___ Provided records

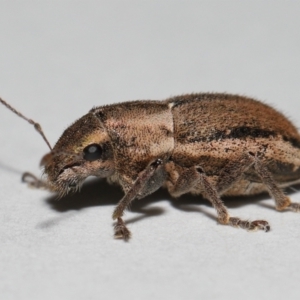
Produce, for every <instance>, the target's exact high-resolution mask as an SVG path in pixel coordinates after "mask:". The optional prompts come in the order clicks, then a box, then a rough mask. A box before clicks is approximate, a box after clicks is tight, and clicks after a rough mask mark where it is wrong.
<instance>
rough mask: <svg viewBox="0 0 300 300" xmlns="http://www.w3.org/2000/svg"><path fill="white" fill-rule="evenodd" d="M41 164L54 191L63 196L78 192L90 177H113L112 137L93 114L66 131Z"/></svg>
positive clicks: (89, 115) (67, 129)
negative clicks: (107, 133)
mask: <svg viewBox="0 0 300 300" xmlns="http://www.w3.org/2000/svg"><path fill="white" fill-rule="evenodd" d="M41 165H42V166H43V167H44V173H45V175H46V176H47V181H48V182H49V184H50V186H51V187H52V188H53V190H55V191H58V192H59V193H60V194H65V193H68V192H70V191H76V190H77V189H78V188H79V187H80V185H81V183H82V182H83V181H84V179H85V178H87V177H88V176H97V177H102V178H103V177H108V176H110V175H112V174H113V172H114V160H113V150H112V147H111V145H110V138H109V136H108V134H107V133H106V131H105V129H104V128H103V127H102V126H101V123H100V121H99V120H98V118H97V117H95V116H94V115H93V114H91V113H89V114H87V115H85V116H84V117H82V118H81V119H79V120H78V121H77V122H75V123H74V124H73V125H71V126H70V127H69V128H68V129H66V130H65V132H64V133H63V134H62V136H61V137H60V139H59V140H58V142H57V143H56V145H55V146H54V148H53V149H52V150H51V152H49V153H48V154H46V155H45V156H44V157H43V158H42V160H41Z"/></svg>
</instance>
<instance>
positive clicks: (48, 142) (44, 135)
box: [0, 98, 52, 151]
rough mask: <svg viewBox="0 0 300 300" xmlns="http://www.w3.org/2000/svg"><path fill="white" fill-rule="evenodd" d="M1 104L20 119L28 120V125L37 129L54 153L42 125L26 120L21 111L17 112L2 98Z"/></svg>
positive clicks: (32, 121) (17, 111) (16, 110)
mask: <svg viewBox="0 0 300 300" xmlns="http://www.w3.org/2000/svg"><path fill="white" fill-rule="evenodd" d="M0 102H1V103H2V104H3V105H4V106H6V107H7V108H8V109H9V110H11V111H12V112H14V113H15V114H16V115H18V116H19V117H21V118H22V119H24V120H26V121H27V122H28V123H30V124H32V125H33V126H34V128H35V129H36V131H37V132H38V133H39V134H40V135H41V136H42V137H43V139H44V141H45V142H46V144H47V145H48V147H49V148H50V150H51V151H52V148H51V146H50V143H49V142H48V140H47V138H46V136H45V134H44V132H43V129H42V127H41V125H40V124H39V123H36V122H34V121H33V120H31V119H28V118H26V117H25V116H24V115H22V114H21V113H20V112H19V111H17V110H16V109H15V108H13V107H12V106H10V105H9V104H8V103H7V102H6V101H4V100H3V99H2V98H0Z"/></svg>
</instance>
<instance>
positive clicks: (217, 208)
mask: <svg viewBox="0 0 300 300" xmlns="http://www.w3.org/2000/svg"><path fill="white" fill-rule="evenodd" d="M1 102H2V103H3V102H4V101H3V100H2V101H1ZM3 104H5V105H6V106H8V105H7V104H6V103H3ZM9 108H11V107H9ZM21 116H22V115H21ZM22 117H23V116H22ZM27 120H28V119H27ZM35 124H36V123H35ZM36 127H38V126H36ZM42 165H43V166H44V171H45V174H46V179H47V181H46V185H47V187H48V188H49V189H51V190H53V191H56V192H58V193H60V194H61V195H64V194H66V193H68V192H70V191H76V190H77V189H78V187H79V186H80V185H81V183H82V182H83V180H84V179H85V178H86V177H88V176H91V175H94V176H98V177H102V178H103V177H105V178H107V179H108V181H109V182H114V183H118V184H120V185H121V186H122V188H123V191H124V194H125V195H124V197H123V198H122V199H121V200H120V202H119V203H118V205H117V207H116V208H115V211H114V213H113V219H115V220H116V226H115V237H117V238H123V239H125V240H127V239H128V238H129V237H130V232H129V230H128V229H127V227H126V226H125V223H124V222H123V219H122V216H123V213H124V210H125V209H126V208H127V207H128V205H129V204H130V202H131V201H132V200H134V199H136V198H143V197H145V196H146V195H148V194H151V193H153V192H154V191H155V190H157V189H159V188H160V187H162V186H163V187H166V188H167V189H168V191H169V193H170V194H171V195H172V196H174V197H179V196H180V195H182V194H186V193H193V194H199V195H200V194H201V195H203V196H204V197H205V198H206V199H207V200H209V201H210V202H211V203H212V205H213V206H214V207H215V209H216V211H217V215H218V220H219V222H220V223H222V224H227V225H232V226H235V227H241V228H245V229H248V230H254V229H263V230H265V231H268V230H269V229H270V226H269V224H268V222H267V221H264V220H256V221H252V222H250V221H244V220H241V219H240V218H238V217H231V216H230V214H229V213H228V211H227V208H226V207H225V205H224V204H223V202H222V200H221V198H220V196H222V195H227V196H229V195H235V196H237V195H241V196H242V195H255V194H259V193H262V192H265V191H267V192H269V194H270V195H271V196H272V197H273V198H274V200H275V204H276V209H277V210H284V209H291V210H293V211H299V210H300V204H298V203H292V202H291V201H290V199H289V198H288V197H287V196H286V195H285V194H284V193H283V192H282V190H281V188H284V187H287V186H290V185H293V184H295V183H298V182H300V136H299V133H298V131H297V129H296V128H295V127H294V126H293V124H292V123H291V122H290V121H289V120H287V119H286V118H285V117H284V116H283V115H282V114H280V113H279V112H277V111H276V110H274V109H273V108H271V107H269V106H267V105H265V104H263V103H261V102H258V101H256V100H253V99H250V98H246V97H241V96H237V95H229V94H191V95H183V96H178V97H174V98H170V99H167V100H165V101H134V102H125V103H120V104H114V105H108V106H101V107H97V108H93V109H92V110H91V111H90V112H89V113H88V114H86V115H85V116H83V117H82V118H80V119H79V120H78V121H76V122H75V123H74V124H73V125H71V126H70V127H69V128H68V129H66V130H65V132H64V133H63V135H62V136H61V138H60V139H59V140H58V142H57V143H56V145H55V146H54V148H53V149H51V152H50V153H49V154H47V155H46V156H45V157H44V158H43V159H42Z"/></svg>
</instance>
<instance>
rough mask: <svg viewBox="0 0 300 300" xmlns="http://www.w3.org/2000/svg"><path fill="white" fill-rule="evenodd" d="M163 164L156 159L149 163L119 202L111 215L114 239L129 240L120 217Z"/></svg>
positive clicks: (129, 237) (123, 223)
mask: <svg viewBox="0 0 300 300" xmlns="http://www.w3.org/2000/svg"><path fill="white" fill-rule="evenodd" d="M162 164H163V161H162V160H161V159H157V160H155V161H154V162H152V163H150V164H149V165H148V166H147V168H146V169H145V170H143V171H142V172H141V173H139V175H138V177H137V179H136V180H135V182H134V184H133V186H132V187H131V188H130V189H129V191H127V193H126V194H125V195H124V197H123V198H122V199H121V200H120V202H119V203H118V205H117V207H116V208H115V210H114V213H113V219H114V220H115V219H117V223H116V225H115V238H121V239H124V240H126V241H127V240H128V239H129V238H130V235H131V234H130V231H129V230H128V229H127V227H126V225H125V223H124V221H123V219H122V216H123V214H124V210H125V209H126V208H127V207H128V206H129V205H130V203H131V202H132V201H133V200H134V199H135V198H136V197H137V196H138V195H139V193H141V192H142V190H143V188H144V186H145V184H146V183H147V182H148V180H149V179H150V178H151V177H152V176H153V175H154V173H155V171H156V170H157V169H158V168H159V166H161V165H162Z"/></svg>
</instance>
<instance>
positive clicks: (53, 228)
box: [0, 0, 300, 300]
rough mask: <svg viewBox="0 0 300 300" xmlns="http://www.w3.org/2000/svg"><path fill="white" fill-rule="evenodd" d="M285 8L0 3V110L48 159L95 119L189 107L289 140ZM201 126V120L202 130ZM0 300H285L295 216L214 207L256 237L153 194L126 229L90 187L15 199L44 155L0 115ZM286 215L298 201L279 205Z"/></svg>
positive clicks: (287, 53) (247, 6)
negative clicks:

______

■ Directions for this task: Write out exactly the lines above, from the very first through the line containing "104L20 119L28 120V125L37", both kept, with the pictures removed.

■ Exercise output:
Produce, for every <instance>, the target's exact high-resolution mask as an SVG path in pixel coordinates after "mask:". The optional prompts come in the order clicks, then a box, then a rough mask. A box before clicks is approximate, a box after clicks is tight, and clicks after a rough mask mark where it is wrong.
<instance>
rough mask: <svg viewBox="0 0 300 300" xmlns="http://www.w3.org/2000/svg"><path fill="white" fill-rule="evenodd" d="M41 164L54 191L63 196L78 192L90 177H113L112 137L93 114L66 131Z"/></svg>
positive clicks: (89, 115) (67, 129)
negative clicks: (107, 133)
mask: <svg viewBox="0 0 300 300" xmlns="http://www.w3.org/2000/svg"><path fill="white" fill-rule="evenodd" d="M41 165H42V166H43V167H44V173H45V175H46V176H47V181H48V182H49V184H50V186H51V187H52V188H53V190H55V191H58V192H59V193H60V194H65V193H68V192H70V191H76V190H77V189H78V188H79V187H80V185H81V183H82V182H83V181H84V179H85V178H87V177H88V176H97V177H102V178H103V177H108V176H110V175H112V174H113V172H114V160H113V150H112V147H111V145H110V138H109V136H108V134H107V133H106V131H105V129H104V128H103V127H102V126H101V123H100V121H99V120H98V118H97V117H95V116H94V115H93V114H91V113H89V114H87V115H85V116H84V117H82V118H81V119H79V120H78V121H77V122H75V123H74V124H73V125H71V126H70V127H69V128H68V129H66V130H65V132H64V133H63V134H62V136H61V137H60V139H59V140H58V142H57V143H56V145H55V146H54V148H53V149H52V150H51V152H49V153H48V154H46V155H45V156H44V157H43V158H42V160H41Z"/></svg>
</instance>
<instance>
positive clicks: (48, 142) (44, 135)
box: [0, 98, 52, 151]
rough mask: <svg viewBox="0 0 300 300" xmlns="http://www.w3.org/2000/svg"><path fill="white" fill-rule="evenodd" d="M1 104L20 119L28 120V125L37 129L54 153L42 125L26 120L21 111L17 112L2 98Z"/></svg>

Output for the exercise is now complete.